WHAT THIS TASK INVOLVES — The data below is to be repeated in full, exactly as shown.

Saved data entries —
=== Section Start ===

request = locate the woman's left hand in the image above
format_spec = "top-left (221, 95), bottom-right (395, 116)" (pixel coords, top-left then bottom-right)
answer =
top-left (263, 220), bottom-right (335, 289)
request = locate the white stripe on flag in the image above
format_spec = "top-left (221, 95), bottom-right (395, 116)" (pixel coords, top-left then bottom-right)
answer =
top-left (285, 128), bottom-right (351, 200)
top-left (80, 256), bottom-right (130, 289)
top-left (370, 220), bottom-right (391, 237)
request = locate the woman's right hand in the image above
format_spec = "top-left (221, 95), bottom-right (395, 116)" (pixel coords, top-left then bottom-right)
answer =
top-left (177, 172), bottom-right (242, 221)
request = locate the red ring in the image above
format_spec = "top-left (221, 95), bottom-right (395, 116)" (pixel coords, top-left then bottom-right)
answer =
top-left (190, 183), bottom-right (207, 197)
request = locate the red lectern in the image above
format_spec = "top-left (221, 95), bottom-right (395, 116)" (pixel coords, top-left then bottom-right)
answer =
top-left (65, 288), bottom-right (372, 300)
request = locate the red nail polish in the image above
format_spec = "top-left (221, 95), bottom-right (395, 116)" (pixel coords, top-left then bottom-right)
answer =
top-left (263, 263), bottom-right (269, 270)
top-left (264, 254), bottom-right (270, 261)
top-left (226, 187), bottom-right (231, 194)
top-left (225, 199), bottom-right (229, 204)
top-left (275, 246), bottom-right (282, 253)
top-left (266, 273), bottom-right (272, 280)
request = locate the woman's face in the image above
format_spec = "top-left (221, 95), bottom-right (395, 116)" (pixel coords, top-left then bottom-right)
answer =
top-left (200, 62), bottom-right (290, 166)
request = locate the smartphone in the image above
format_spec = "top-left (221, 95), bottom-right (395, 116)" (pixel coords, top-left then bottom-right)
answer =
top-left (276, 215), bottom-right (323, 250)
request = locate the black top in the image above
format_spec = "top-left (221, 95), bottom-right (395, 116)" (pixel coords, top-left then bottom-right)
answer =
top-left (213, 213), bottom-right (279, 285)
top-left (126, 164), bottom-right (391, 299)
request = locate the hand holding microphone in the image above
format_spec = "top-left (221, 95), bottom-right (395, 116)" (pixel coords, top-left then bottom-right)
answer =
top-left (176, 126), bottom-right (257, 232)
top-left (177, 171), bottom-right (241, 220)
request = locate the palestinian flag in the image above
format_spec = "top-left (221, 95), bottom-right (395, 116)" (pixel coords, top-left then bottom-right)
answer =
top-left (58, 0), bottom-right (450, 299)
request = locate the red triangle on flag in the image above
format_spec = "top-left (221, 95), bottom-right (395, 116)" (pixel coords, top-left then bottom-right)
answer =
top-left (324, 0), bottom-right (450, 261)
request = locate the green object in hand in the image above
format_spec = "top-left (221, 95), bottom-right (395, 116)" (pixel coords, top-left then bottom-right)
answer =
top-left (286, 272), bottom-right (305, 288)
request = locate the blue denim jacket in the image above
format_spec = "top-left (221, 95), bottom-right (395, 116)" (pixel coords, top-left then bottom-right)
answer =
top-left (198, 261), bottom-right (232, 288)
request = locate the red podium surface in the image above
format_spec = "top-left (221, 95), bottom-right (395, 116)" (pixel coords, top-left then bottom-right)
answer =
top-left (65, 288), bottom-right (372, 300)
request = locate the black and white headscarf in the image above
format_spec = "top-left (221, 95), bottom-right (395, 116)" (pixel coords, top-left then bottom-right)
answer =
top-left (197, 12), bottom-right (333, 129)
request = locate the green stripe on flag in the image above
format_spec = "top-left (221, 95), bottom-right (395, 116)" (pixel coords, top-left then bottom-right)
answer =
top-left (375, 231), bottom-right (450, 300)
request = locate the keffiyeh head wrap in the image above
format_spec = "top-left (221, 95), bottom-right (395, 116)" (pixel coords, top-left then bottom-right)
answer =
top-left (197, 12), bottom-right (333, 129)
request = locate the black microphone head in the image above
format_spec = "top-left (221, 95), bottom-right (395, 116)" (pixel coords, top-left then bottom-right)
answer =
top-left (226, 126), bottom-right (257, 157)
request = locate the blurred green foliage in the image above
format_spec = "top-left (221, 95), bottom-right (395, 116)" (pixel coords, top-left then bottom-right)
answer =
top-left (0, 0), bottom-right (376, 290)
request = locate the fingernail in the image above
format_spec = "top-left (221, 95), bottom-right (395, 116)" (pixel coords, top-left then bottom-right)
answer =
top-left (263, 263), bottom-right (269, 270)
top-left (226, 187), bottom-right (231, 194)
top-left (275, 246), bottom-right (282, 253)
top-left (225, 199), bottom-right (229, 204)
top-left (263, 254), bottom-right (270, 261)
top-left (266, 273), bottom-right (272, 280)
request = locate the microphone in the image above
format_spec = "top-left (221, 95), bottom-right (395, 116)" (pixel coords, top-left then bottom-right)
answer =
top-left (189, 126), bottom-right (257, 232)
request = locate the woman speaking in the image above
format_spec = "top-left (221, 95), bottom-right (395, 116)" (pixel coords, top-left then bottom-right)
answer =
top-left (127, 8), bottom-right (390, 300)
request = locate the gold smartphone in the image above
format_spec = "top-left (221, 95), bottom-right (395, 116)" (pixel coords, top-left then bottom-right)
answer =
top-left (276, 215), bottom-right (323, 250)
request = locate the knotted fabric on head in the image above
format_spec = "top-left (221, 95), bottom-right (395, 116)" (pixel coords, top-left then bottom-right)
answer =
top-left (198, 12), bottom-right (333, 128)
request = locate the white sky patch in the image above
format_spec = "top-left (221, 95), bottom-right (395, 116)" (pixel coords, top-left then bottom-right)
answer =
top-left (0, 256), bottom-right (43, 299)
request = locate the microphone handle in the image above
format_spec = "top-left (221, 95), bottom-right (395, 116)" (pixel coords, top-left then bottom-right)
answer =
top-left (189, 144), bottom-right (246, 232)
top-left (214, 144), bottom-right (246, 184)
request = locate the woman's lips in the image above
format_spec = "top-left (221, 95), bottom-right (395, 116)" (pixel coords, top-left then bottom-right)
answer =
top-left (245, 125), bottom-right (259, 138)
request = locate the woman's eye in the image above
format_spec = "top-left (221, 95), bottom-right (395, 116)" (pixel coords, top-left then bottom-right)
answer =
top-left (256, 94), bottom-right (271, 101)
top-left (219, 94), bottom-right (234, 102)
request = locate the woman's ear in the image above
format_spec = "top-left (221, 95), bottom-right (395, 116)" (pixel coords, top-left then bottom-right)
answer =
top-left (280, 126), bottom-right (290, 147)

=== Section End ===

TASK RESPONSE —
request = locate the woman's left hand in the image above
format_spec = "top-left (221, 95), bottom-right (395, 116)" (pixel coords, top-left then bottom-right)
answer =
top-left (263, 220), bottom-right (335, 289)
request = locate the white stripe on flag in the image above
format_spec = "top-left (221, 95), bottom-right (395, 116)" (pixel coords, top-left then bottom-right)
answer =
top-left (285, 128), bottom-right (351, 200)
top-left (80, 256), bottom-right (130, 289)
top-left (370, 220), bottom-right (391, 237)
request = locate the woman's right hand in the image above
format_spec = "top-left (221, 95), bottom-right (395, 116)" (pixel coords, top-left then bottom-right)
answer =
top-left (177, 172), bottom-right (242, 221)
request = locate the red ring in the image above
format_spec = "top-left (221, 95), bottom-right (395, 116)" (pixel coords, top-left then bottom-right)
answer =
top-left (190, 183), bottom-right (207, 197)
request = locate the red lectern in the image above
format_spec = "top-left (221, 95), bottom-right (395, 116)" (pixel coords, top-left then bottom-right)
answer =
top-left (65, 288), bottom-right (372, 300)
request = locate the red nail polish in the image above
format_spec = "top-left (221, 95), bottom-right (395, 116)" (pixel coords, top-left then bottom-right)
answer =
top-left (263, 263), bottom-right (269, 270)
top-left (264, 254), bottom-right (270, 261)
top-left (226, 187), bottom-right (231, 194)
top-left (225, 199), bottom-right (229, 204)
top-left (275, 246), bottom-right (282, 253)
top-left (266, 273), bottom-right (272, 280)
request = locate the woman's face in the image above
format_spec = "top-left (221, 95), bottom-right (395, 116)" (pixel coords, top-left then bottom-right)
answer =
top-left (200, 62), bottom-right (290, 166)
request = locate the smartphone in the image above
format_spec = "top-left (221, 95), bottom-right (395, 116)" (pixel coords, top-left then bottom-right)
answer =
top-left (276, 215), bottom-right (323, 250)
request = locate the black top in the image above
format_spec = "top-left (221, 95), bottom-right (395, 116)" (pixel coords, top-left then bottom-right)
answer =
top-left (213, 213), bottom-right (279, 285)
top-left (126, 164), bottom-right (391, 299)
request = locate the hand holding microphone in the image above
format_spec = "top-left (221, 95), bottom-right (395, 116)" (pixel coords, top-left then bottom-right)
answer =
top-left (176, 126), bottom-right (257, 232)
top-left (177, 171), bottom-right (241, 220)
request = locate the palestinian flag in the image above
format_spec = "top-left (221, 95), bottom-right (395, 116)" (pixel coords, top-left then bottom-right)
answer =
top-left (58, 0), bottom-right (450, 299)
request = locate the red triangle on flag in the image above
format_spec = "top-left (221, 95), bottom-right (395, 116)" (pixel coords, top-left then bottom-right)
answer =
top-left (324, 0), bottom-right (450, 261)
request = locate the green object in hand in the image above
format_spec = "top-left (221, 95), bottom-right (395, 116)" (pixel coords, top-left then bottom-right)
answer =
top-left (286, 272), bottom-right (305, 288)
request = locate the blue denim jacket in the image above
format_spec = "top-left (221, 95), bottom-right (395, 116)" (pixel coords, top-left then bottom-right)
answer =
top-left (198, 261), bottom-right (232, 288)
request = locate the red podium surface in the image above
format_spec = "top-left (221, 95), bottom-right (395, 116)" (pixel coords, top-left then bottom-right)
answer =
top-left (65, 288), bottom-right (372, 300)
request = locate the black and white headscarf in the image above
format_spec = "top-left (221, 95), bottom-right (395, 116)" (pixel coords, top-left then bottom-right)
answer =
top-left (197, 12), bottom-right (333, 129)
request = locate the green stripe on flag in the image above
format_spec = "top-left (221, 95), bottom-right (395, 116)" (pixel coords, top-left then bottom-right)
answer =
top-left (375, 231), bottom-right (450, 300)
request = locate the keffiyeh head wrap in the image above
format_spec = "top-left (221, 95), bottom-right (395, 116)" (pixel coords, top-left then bottom-right)
answer =
top-left (197, 12), bottom-right (333, 129)
request = locate the black microphone head in the image above
format_spec = "top-left (221, 95), bottom-right (395, 116)" (pixel coords, top-left then bottom-right)
answer =
top-left (226, 126), bottom-right (257, 157)
request = locate the blurred green foliage in the image above
format_spec = "top-left (221, 95), bottom-right (395, 116)" (pixel coords, top-left then bottom-right)
answer =
top-left (0, 0), bottom-right (376, 290)
request = locate the fingernail in the image above
format_spec = "top-left (221, 95), bottom-right (395, 116)" (pixel coords, top-left then bottom-right)
answer =
top-left (263, 263), bottom-right (269, 270)
top-left (226, 187), bottom-right (231, 194)
top-left (275, 246), bottom-right (282, 253)
top-left (225, 199), bottom-right (229, 204)
top-left (263, 254), bottom-right (270, 261)
top-left (266, 273), bottom-right (272, 280)
request = locate the microphone in the image above
format_spec = "top-left (221, 95), bottom-right (395, 116)" (pixel coords, top-left then bottom-right)
answer =
top-left (189, 126), bottom-right (257, 232)
request = locate the woman speaking in the image above
format_spec = "top-left (221, 95), bottom-right (395, 116)" (pixel coords, top-left then bottom-right)
answer =
top-left (127, 8), bottom-right (390, 300)
request = locate the gold smartphone in the image above
format_spec = "top-left (221, 95), bottom-right (395, 116)" (pixel coords, top-left then bottom-right)
answer =
top-left (276, 215), bottom-right (323, 250)
request = locate the knotted fabric on head in the image above
format_spec = "top-left (221, 95), bottom-right (395, 116)" (pixel coords, top-left then bottom-right)
answer =
top-left (198, 12), bottom-right (333, 128)
request = locate the white sky patch in the image above
format_spec = "top-left (221, 95), bottom-right (395, 116)" (pixel coords, top-left then bottom-right)
answer =
top-left (0, 256), bottom-right (43, 299)
request = locate the microphone handle in the image above
format_spec = "top-left (221, 95), bottom-right (395, 116)" (pixel coords, top-left then bottom-right)
answer =
top-left (189, 144), bottom-right (246, 232)
top-left (214, 144), bottom-right (246, 184)
request = locate the woman's lips in the image above
format_spec = "top-left (221, 95), bottom-right (395, 116)" (pixel coords, top-left then bottom-right)
answer =
top-left (245, 125), bottom-right (259, 138)
request = locate the woman's eye in the image above
format_spec = "top-left (221, 95), bottom-right (395, 116)" (pixel coords, top-left then bottom-right)
answer =
top-left (256, 94), bottom-right (271, 101)
top-left (219, 94), bottom-right (234, 102)
request = locate the woman's ear in the image above
format_spec = "top-left (221, 95), bottom-right (395, 116)" (pixel coords, top-left then bottom-right)
answer =
top-left (280, 126), bottom-right (290, 147)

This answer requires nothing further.